((

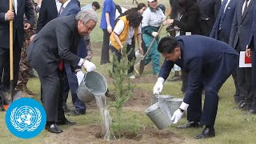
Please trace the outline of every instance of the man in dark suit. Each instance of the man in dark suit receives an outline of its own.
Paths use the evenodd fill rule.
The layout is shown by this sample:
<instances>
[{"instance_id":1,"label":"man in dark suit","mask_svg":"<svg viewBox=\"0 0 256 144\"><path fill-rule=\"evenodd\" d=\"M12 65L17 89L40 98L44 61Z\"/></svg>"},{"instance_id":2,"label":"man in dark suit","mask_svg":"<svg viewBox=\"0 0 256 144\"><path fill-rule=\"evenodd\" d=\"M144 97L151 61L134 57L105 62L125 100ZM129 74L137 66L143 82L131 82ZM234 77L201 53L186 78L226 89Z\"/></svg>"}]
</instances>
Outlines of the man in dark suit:
<instances>
[{"instance_id":1,"label":"man in dark suit","mask_svg":"<svg viewBox=\"0 0 256 144\"><path fill-rule=\"evenodd\" d=\"M205 36L209 36L215 22L221 0L197 0L201 11L201 30Z\"/></svg>"},{"instance_id":2,"label":"man in dark suit","mask_svg":"<svg viewBox=\"0 0 256 144\"><path fill-rule=\"evenodd\" d=\"M187 70L188 86L180 108L172 116L174 123L181 118L184 110L191 106L195 114L190 121L206 125L206 128L196 138L215 136L214 128L218 104L218 90L233 73L238 61L238 54L228 44L214 38L199 36L166 37L161 39L158 50L166 58L161 67L154 94L158 94L163 87L174 64ZM205 102L202 116L198 117L202 107L201 97L205 89ZM197 119L197 118L201 119Z\"/></svg>"},{"instance_id":3,"label":"man in dark suit","mask_svg":"<svg viewBox=\"0 0 256 144\"><path fill-rule=\"evenodd\" d=\"M216 38L219 41L229 43L230 31L232 27L232 22L234 19L234 11L237 6L238 0L224 0L223 3L218 11L218 17L214 25L213 30L210 34L210 38ZM239 102L239 94L237 86L237 78L236 73L232 74L234 86L235 94L234 101L235 102Z\"/></svg>"},{"instance_id":4,"label":"man in dark suit","mask_svg":"<svg viewBox=\"0 0 256 144\"><path fill-rule=\"evenodd\" d=\"M80 11L80 7L78 6L78 2L75 0L59 0L62 3L60 11L58 13L58 17L68 16L72 14L76 14ZM78 55L81 58L86 58L86 46L83 42L83 38L81 38L78 48ZM73 110L69 115L76 116L86 114L86 105L82 102L77 95L77 89L78 87L78 78L75 73L72 72L70 68L70 64L64 63L64 90L63 90L63 109L67 111L68 108L66 106L66 100L68 98L68 94L70 90L71 90L72 102L74 106L74 110Z\"/></svg>"},{"instance_id":5,"label":"man in dark suit","mask_svg":"<svg viewBox=\"0 0 256 144\"><path fill-rule=\"evenodd\" d=\"M25 41L24 30L29 30L34 26L34 15L33 6L28 0L14 0L13 4L14 11L9 10L9 0L1 1L0 6L0 94L2 94L2 90L9 90L10 89L10 21L13 20L14 22L13 87L14 89L18 78L22 46ZM23 24L24 14L27 18L25 24Z\"/></svg>"},{"instance_id":6,"label":"man in dark suit","mask_svg":"<svg viewBox=\"0 0 256 144\"><path fill-rule=\"evenodd\" d=\"M252 81L253 86L254 88L253 89L254 93L254 99L250 108L249 113L256 114L256 2L254 4L254 11L253 11L253 22L251 25L251 28L250 30L250 34L249 37L249 45L247 46L246 54L247 56L251 58L251 70L252 70Z\"/></svg>"},{"instance_id":7,"label":"man in dark suit","mask_svg":"<svg viewBox=\"0 0 256 144\"><path fill-rule=\"evenodd\" d=\"M63 99L60 94L63 90L62 63L70 63L73 70L82 66L87 71L96 69L94 64L76 54L81 36L90 34L97 21L97 14L92 10L55 18L40 30L30 45L28 61L39 76L47 117L46 129L50 132L62 132L57 124L73 124L65 118L61 102Z\"/></svg>"},{"instance_id":8,"label":"man in dark suit","mask_svg":"<svg viewBox=\"0 0 256 144\"><path fill-rule=\"evenodd\" d=\"M238 1L234 12L230 38L230 45L238 53L246 51L252 26L254 0ZM253 86L250 67L237 67L237 82L239 92L238 108L249 110L253 101Z\"/></svg>"}]
</instances>

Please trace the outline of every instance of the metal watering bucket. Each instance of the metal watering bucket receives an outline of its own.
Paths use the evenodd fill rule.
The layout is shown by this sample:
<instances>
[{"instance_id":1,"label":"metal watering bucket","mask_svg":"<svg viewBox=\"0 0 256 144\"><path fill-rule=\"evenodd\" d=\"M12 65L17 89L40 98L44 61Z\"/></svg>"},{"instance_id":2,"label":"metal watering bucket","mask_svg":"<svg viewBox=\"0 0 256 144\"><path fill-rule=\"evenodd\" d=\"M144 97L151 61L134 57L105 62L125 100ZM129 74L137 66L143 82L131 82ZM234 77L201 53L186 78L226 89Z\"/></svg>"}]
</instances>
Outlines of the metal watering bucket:
<instances>
[{"instance_id":1,"label":"metal watering bucket","mask_svg":"<svg viewBox=\"0 0 256 144\"><path fill-rule=\"evenodd\" d=\"M175 112L175 110L177 110L179 106L181 106L181 104L183 102L182 98L170 98L170 99L166 99L167 105L169 106L170 111L171 115L174 114L174 113Z\"/></svg>"},{"instance_id":2,"label":"metal watering bucket","mask_svg":"<svg viewBox=\"0 0 256 144\"><path fill-rule=\"evenodd\" d=\"M168 127L173 122L170 120L171 114L166 100L150 106L145 113L159 130Z\"/></svg>"},{"instance_id":3,"label":"metal watering bucket","mask_svg":"<svg viewBox=\"0 0 256 144\"><path fill-rule=\"evenodd\" d=\"M153 96L153 101L152 101L151 104L158 102L158 101L170 99L170 98L174 98L174 96L170 95L170 94L166 94L166 95L154 95Z\"/></svg>"},{"instance_id":4,"label":"metal watering bucket","mask_svg":"<svg viewBox=\"0 0 256 144\"><path fill-rule=\"evenodd\" d=\"M107 90L106 78L96 71L87 72L77 90L78 98L83 102L95 99L94 96L105 94Z\"/></svg>"}]
</instances>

))

▶ [WHAT THE TASK REQUIRES] Without including any picture, retype the entries exactly.

▶ [REPLY]
Please trace the outline of every instance of the man in dark suit. Each instance of the man in dark suit receives an outline of its own.
Paths use the evenodd fill rule.
The layout is shown by this sample:
<instances>
[{"instance_id":1,"label":"man in dark suit","mask_svg":"<svg viewBox=\"0 0 256 144\"><path fill-rule=\"evenodd\" d=\"M12 65L17 89L40 98L44 61Z\"/></svg>"},{"instance_id":2,"label":"man in dark suit","mask_svg":"<svg viewBox=\"0 0 256 144\"><path fill-rule=\"evenodd\" d=\"M144 97L151 61L134 57L105 62L125 100ZM129 74L137 66L143 82L131 82ZM234 77L201 53L186 78L226 89Z\"/></svg>"}]
</instances>
Outlines of the man in dark suit:
<instances>
[{"instance_id":1,"label":"man in dark suit","mask_svg":"<svg viewBox=\"0 0 256 144\"><path fill-rule=\"evenodd\" d=\"M205 36L209 36L215 22L221 0L197 0L201 11L201 30Z\"/></svg>"},{"instance_id":2,"label":"man in dark suit","mask_svg":"<svg viewBox=\"0 0 256 144\"><path fill-rule=\"evenodd\" d=\"M187 70L188 86L180 108L172 116L174 123L181 118L184 110L191 106L195 114L190 121L206 125L206 128L196 138L215 136L214 128L218 104L218 90L233 73L238 61L238 54L228 44L214 38L199 36L166 37L161 39L158 50L166 58L161 67L154 94L158 94L163 87L174 64ZM205 102L202 116L198 117L202 107L201 97L205 89ZM197 119L197 118L201 119Z\"/></svg>"},{"instance_id":3,"label":"man in dark suit","mask_svg":"<svg viewBox=\"0 0 256 144\"><path fill-rule=\"evenodd\" d=\"M216 38L219 41L229 43L230 31L232 27L232 22L234 19L234 11L237 6L238 0L224 0L223 3L218 11L218 17L214 25L213 30L210 34L210 38ZM239 102L239 94L237 86L237 78L236 73L232 74L234 86L235 94L234 101L235 102Z\"/></svg>"},{"instance_id":4,"label":"man in dark suit","mask_svg":"<svg viewBox=\"0 0 256 144\"><path fill-rule=\"evenodd\" d=\"M80 11L80 7L78 6L78 2L75 0L59 0L62 3L60 11L58 13L58 17L68 16L72 14L76 14ZM78 55L81 58L86 58L86 46L83 42L83 38L81 38L78 48ZM73 110L69 115L76 116L86 114L86 105L82 102L77 95L77 89L78 87L78 78L75 73L72 72L70 68L70 64L64 63L64 90L63 90L63 109L67 111L68 108L66 106L66 100L68 98L68 94L70 90L71 90L72 102L74 106L74 110Z\"/></svg>"},{"instance_id":5,"label":"man in dark suit","mask_svg":"<svg viewBox=\"0 0 256 144\"><path fill-rule=\"evenodd\" d=\"M25 41L24 30L29 30L34 26L34 15L33 6L28 0L14 0L13 4L14 11L9 10L9 0L1 1L0 6L0 94L2 94L2 90L9 90L10 89L10 21L13 20L14 22L13 87L14 89L18 78L22 46ZM23 24L24 14L27 18L25 24Z\"/></svg>"},{"instance_id":6,"label":"man in dark suit","mask_svg":"<svg viewBox=\"0 0 256 144\"><path fill-rule=\"evenodd\" d=\"M252 81L253 86L254 88L253 89L254 93L254 99L250 108L249 113L256 114L256 2L254 4L254 11L253 11L253 22L251 25L251 28L250 30L250 34L249 37L249 45L247 46L246 54L247 56L251 58L251 70L252 70Z\"/></svg>"},{"instance_id":7,"label":"man in dark suit","mask_svg":"<svg viewBox=\"0 0 256 144\"><path fill-rule=\"evenodd\" d=\"M63 99L60 94L63 90L62 63L70 63L73 70L82 66L87 71L96 69L94 64L76 54L81 36L90 34L97 21L97 14L92 10L55 18L40 30L30 45L28 61L39 76L47 117L46 129L50 132L62 132L57 124L73 124L65 118L61 102Z\"/></svg>"},{"instance_id":8,"label":"man in dark suit","mask_svg":"<svg viewBox=\"0 0 256 144\"><path fill-rule=\"evenodd\" d=\"M238 1L234 12L230 38L230 45L238 53L246 51L252 26L254 0ZM253 86L250 67L237 67L237 82L239 92L238 108L249 110L253 101Z\"/></svg>"}]
</instances>

Please trace the outline of every instance of the metal watering bucket. Each instance of the metal watering bucket receives an outline of its own.
Paths use the evenodd fill rule.
The layout is shown by this sample:
<instances>
[{"instance_id":1,"label":"metal watering bucket","mask_svg":"<svg viewBox=\"0 0 256 144\"><path fill-rule=\"evenodd\" d=\"M12 65L17 89L40 98L44 61Z\"/></svg>"},{"instance_id":2,"label":"metal watering bucket","mask_svg":"<svg viewBox=\"0 0 256 144\"><path fill-rule=\"evenodd\" d=\"M144 97L151 61L134 57L105 62L125 100ZM129 74L137 66L143 82L131 82ZM234 77L201 53L186 78L226 89Z\"/></svg>"}]
</instances>
Outlines of the metal watering bucket:
<instances>
[{"instance_id":1,"label":"metal watering bucket","mask_svg":"<svg viewBox=\"0 0 256 144\"><path fill-rule=\"evenodd\" d=\"M175 112L175 110L177 110L179 106L181 106L181 104L183 102L182 98L170 98L170 99L166 99L167 105L169 106L170 111L171 115L174 114L174 113Z\"/></svg>"},{"instance_id":2,"label":"metal watering bucket","mask_svg":"<svg viewBox=\"0 0 256 144\"><path fill-rule=\"evenodd\" d=\"M168 127L173 122L170 120L171 114L166 100L150 106L145 113L159 130Z\"/></svg>"},{"instance_id":3,"label":"metal watering bucket","mask_svg":"<svg viewBox=\"0 0 256 144\"><path fill-rule=\"evenodd\" d=\"M153 96L153 101L152 101L151 104L158 102L158 101L170 99L170 98L174 98L174 96L170 95L170 94L166 94L166 95L154 95Z\"/></svg>"},{"instance_id":4,"label":"metal watering bucket","mask_svg":"<svg viewBox=\"0 0 256 144\"><path fill-rule=\"evenodd\" d=\"M107 90L106 78L96 71L87 72L77 90L78 98L83 102L95 99L94 96L105 94Z\"/></svg>"}]
</instances>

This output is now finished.